O episódio reflete o que aqueles que trabalharam com Trump dizem ser seu modus operandi para tentar escapar do xingamento humilhante que ele usa com frequência contra outros: perdedor.


— A primeira coisa de que ele chama alguém que o ofendeu é de perdedor — disse Jack O’Donnell, que dirigiu um cassino em Atlantic City para Trump na década de 1980. — Essa é sua principal palavra de ataque. A pior coisa em seu mundo seria ser um perdedor. Para evitar ser chamado de perdedor, ele fará ou dirá qualquer coisa.


Mas a aversão ao rótulo de perdedor agora atingiu seu auge. Desde que Joe Biden foi declarado o vencedor da eleição de 3 de novembro — e Trump, portanto, declarado o perdedor — o presidente tem repetido alegações infundadas de um processo eleitoral fraudulento e corrupto.


O que antes era considerado a peculiaridade de um empreendedor de Nova York tornou-se um constrangimento internacional, quase derrubando a sagrada transição de poder e deixando o país — que luta contra uma pandemia e uma economia oscilante — com um líder que se recusa a deixar o cargo apesar da matemática básica.

## [ITENS FORNECIDOS]
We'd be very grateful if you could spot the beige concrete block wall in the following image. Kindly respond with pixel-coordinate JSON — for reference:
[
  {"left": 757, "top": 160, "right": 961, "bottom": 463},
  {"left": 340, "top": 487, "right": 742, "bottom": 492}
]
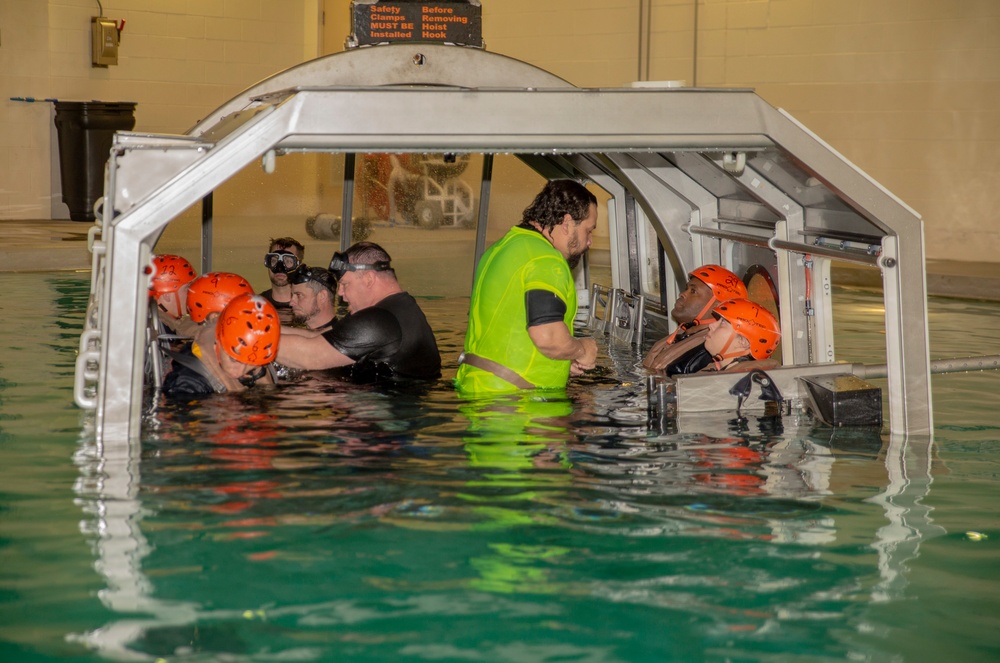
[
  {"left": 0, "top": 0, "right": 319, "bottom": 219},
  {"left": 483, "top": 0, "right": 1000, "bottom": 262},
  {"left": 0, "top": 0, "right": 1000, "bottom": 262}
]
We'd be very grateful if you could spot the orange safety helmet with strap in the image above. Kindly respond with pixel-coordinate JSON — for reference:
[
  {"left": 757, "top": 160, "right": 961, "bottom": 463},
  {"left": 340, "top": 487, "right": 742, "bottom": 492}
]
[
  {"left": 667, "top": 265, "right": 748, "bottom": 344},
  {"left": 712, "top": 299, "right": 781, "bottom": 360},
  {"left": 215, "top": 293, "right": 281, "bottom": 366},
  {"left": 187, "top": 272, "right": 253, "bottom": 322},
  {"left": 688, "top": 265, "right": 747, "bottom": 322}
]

* * *

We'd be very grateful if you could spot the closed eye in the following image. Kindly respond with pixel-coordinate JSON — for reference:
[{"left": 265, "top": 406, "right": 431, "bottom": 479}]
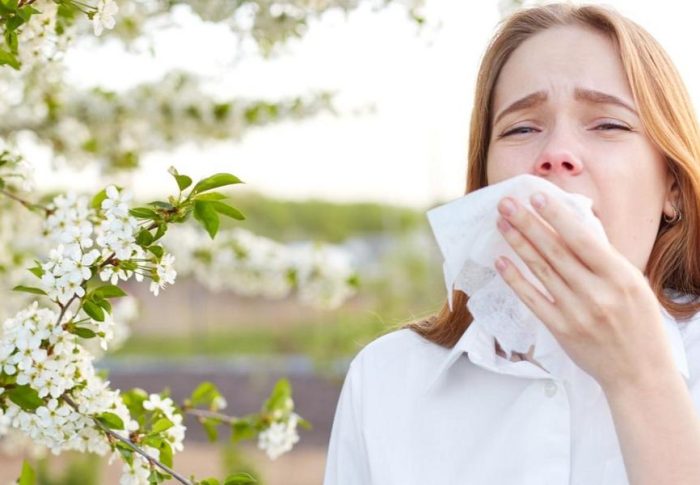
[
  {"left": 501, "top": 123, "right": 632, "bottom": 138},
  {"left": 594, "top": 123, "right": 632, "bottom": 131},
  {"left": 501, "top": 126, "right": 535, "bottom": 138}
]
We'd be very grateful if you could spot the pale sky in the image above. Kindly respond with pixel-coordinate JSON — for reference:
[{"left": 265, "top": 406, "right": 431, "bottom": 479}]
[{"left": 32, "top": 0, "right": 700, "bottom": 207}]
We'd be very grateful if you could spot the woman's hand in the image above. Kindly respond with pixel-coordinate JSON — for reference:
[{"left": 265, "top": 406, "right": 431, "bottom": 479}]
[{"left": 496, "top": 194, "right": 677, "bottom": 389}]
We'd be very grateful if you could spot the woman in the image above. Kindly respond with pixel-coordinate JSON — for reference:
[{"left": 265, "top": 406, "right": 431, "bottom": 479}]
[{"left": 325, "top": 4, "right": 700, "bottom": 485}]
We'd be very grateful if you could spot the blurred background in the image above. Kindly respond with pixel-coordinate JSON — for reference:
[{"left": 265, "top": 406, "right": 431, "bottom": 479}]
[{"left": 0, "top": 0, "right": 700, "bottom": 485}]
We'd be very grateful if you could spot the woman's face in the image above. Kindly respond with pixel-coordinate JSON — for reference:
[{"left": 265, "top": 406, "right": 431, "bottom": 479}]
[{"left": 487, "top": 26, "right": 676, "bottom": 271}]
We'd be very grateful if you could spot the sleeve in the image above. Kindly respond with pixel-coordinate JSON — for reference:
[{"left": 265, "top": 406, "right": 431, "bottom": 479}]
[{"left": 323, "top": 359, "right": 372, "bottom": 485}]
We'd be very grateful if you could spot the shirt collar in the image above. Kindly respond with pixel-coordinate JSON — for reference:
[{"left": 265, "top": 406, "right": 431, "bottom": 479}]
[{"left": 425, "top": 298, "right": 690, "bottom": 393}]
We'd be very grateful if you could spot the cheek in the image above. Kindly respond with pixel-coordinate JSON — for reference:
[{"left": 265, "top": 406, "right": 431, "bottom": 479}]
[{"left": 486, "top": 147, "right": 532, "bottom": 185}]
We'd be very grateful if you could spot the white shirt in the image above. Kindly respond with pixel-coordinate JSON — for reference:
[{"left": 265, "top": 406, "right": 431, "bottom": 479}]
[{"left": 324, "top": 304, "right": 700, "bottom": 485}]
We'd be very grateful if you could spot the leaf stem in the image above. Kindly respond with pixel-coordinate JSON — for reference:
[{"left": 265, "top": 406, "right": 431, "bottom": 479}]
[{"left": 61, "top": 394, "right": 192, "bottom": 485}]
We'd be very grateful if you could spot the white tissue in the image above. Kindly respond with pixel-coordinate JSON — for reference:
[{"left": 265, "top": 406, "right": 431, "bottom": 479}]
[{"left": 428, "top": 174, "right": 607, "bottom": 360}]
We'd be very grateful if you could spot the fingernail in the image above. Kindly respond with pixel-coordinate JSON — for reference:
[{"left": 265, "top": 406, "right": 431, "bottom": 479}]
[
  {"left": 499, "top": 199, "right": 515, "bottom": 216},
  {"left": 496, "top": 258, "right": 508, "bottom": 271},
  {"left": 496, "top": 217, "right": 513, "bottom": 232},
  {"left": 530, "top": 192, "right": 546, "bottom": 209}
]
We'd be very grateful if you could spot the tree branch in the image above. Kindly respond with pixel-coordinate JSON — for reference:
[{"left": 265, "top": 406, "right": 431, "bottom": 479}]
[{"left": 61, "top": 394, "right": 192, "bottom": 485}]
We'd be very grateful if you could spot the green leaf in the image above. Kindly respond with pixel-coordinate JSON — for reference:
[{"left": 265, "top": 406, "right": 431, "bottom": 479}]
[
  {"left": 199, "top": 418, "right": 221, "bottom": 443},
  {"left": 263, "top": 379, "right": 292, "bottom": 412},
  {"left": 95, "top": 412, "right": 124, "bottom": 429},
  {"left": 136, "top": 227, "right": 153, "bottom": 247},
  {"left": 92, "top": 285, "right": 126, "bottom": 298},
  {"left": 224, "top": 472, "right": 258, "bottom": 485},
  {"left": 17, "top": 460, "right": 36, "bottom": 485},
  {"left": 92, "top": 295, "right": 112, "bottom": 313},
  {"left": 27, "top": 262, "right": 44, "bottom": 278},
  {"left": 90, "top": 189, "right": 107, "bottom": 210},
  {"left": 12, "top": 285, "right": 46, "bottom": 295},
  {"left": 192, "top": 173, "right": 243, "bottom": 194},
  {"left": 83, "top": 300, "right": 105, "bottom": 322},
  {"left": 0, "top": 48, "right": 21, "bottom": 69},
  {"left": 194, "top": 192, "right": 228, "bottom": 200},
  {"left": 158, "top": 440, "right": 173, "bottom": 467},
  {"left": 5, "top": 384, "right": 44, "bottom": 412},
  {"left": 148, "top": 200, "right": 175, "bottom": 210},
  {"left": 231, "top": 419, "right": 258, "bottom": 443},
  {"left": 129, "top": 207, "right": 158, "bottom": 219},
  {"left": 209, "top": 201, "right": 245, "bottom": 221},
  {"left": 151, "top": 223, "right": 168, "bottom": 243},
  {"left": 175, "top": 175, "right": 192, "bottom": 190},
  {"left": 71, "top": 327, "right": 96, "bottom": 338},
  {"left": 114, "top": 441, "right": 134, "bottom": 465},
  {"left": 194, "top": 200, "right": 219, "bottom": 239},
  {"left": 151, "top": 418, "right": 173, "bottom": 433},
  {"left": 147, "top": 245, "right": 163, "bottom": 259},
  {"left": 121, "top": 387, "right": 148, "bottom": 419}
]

## [O QUE FAZER]
Responda com base no texto:
(a) Segundo Jack O'Donnell, qual é a principal palavra de ataque de Trump?
(b) Em que data ocorreu a eleição em que Joe Biden foi declarado vencedor?
(c) Contra o que o país luta, de acordo com o último parágrafo?
Use somente o texto como fonte.

## [RESPOSTA]
(a) Perdedor.
(b) Em 3 de novembro.
(c) Contra uma pandemia e uma economia oscilante.